◆ Aangeleverde tekst ◆

****************

"Die morgen duurde langer dan ooit. Ik deed niets anders dan voor het raam staan te praten. Beneden in het park zei een man tegen mij dat de Canadezen in Bontebok waren." Verzetsman Jan Tuut zit op de ochtend van de bevrijding van Heerenveen nog gevangen in Crackstate.
De gevangenis Crackstate is vanaf oktober 1944 het beruchte hoofdkwartier van mannen van de Sicherheits Dienst (SD), die opgejaagd door de geallieerden vanuit België naar het noorden trekken. Er worden talloze gevangenen vreselijk mishandeld, gemarteld en zelfs doodgeschoten. Op het hoogtepunt zitten er 200 tot 300 mannen en vrouwen gevangen. In een vijfpersoons-cel worden soms tientallen mensen opgesloten. Een dag voor de bevrijding dreigen de Duitsers nog de boel op te blazen.
De Canadese bevrijders naderen Heerenveen op 14 april via Mildam. Duitse troepen leveren hardnekkig strijd in dit gebied en er wordt flink met tanks geschoten. De vijftig à zestig gevangenen zitten in doodsangst in Crackstate vast en horen het lawaai in de verte. Totdat bakker Gerlof de Wolf en zijn knecht Hendrik rond half drie vermoeden dat de vijand uit de stad vertrokken is.

****************

◆ Gegeven informatie ◆
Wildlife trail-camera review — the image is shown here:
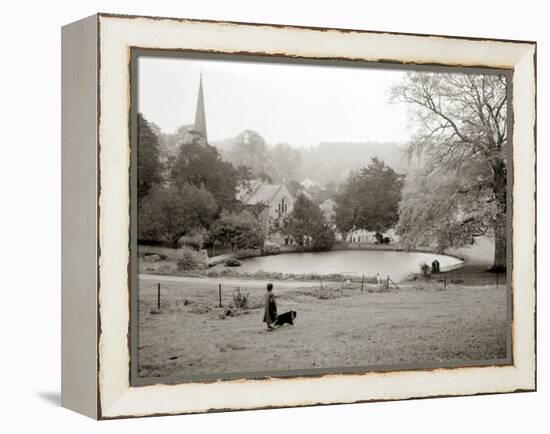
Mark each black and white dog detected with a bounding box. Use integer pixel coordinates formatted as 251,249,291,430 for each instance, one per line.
272,310,296,326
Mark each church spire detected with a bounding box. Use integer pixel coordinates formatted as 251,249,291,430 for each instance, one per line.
193,72,208,144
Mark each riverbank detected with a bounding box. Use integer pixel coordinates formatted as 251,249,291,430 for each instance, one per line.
138,243,462,282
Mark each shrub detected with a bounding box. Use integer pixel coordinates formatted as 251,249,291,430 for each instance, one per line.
177,247,205,270
233,288,250,310
178,228,206,250
420,262,430,277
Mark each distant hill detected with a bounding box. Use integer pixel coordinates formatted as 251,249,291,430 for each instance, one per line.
301,142,407,185
155,125,407,186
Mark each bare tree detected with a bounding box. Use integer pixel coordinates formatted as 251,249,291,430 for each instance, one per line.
391,72,508,268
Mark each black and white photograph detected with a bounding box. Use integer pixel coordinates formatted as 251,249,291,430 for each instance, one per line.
132,52,512,382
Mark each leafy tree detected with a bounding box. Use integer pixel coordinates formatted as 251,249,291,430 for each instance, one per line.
280,194,335,250
138,184,217,248
335,158,403,233
392,72,508,268
286,179,304,196
137,113,163,200
171,135,243,211
211,210,264,250
397,170,496,252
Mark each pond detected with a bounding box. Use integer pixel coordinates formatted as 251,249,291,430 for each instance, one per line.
239,250,462,282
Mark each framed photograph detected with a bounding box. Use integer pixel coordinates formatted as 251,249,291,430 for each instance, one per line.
62,14,536,419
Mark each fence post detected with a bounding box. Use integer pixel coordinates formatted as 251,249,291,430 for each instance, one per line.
157,283,160,312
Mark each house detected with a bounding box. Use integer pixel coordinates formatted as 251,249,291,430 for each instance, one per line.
237,182,294,244
301,178,316,190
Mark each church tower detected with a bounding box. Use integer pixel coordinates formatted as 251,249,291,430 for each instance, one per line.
192,73,208,145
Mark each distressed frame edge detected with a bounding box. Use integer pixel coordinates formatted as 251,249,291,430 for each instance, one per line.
92,14,536,419
61,14,101,419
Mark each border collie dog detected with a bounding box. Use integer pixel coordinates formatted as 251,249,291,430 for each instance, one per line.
273,310,296,326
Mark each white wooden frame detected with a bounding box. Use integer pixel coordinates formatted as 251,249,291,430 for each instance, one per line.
62,14,536,419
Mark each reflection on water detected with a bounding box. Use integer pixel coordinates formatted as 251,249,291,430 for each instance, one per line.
239,250,461,281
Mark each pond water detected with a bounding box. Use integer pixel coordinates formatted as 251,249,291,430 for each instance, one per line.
238,250,462,282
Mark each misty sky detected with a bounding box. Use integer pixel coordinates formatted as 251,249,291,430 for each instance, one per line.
138,57,409,146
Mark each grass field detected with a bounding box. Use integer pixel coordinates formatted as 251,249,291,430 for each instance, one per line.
138,278,507,377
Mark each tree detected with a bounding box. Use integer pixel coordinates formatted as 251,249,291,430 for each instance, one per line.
335,158,403,233
171,136,243,211
211,210,264,250
279,194,335,250
392,72,508,269
137,113,162,200
138,184,217,248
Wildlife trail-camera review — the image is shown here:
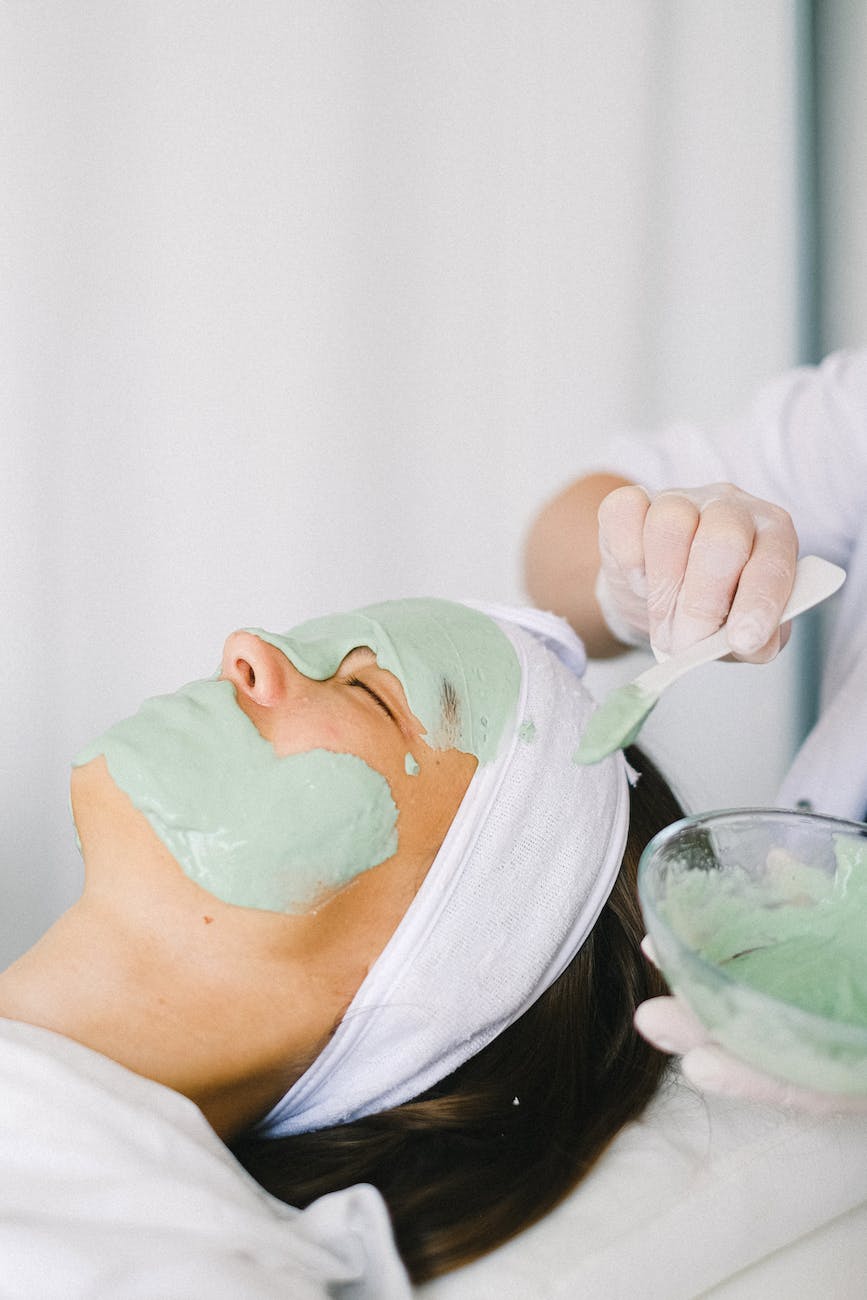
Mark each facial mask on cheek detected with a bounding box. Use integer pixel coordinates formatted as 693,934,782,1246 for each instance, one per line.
250,599,521,763
74,681,398,913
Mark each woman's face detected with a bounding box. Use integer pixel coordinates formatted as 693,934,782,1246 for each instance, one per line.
75,601,520,914
73,601,520,1118
221,632,477,894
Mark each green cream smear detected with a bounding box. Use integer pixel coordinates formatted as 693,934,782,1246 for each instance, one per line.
572,683,659,764
248,599,521,763
75,681,398,913
651,835,867,1095
659,836,867,1027
74,599,520,913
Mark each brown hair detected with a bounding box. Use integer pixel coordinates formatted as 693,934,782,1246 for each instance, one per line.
233,749,682,1283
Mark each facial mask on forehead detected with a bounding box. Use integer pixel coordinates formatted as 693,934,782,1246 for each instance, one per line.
74,599,520,913
250,598,521,763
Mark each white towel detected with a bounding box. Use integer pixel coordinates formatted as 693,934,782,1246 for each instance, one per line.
256,605,629,1138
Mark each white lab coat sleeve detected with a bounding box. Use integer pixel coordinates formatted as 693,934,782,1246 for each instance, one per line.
599,348,867,564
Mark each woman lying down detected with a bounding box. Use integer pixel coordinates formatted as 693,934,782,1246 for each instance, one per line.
0,599,680,1297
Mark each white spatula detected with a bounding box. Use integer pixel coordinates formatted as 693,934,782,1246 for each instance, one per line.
575,555,846,763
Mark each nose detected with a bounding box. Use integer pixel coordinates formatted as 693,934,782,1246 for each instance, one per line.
221,632,296,706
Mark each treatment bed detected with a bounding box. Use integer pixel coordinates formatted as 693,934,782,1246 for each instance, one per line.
417,1071,867,1300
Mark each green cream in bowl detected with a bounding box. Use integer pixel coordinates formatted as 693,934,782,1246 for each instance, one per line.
638,809,867,1093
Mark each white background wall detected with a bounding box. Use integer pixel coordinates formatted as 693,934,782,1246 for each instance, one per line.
0,0,831,958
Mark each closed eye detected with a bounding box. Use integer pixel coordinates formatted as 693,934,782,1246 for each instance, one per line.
346,677,398,724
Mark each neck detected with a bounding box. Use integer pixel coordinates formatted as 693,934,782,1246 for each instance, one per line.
0,893,305,1139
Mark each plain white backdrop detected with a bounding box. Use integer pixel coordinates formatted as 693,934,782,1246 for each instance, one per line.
0,0,867,961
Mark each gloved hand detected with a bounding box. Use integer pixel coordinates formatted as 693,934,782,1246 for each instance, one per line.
595,484,798,663
634,939,867,1114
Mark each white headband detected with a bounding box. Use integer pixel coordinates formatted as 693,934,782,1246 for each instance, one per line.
256,602,629,1138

****************

◆ Opdracht A ◆
Hoeveel mannen en vrouwen zaten er volgens de tekst over Crackstate op het hoogtepunt gevangen?
◆ Opdracht B ◆
Schrijf uit de tekst over Crackstate het stuk over tussen "De gevangenis Crackstate" en "op te blazen.", beide inbegrepen.

◆ Juiste uitkomst A ◆
Tussen de 200 en 300.

◆ Juiste uitkomst B ◆
De gevangenis Crackstate is vanaf oktober 1944 het beruchte hoofdkwartier van mannen van de Sicherheits Dienst (SD), die opgejaagd door de geallieerden vanuit België naar het noorden trekken. Er worden talloze gevangenen vreselijk mishandeld, gemarteld en zelfs doodgeschoten. Op het hoogtepunt zitten er 200 tot 300 mannen en vrouwen gevangen. In een vijfpersoons-cel worden soms tientallen mensen opgesloten. Een dag voor de bevrijding dreigen de Duitsers nog de boel op te blazen.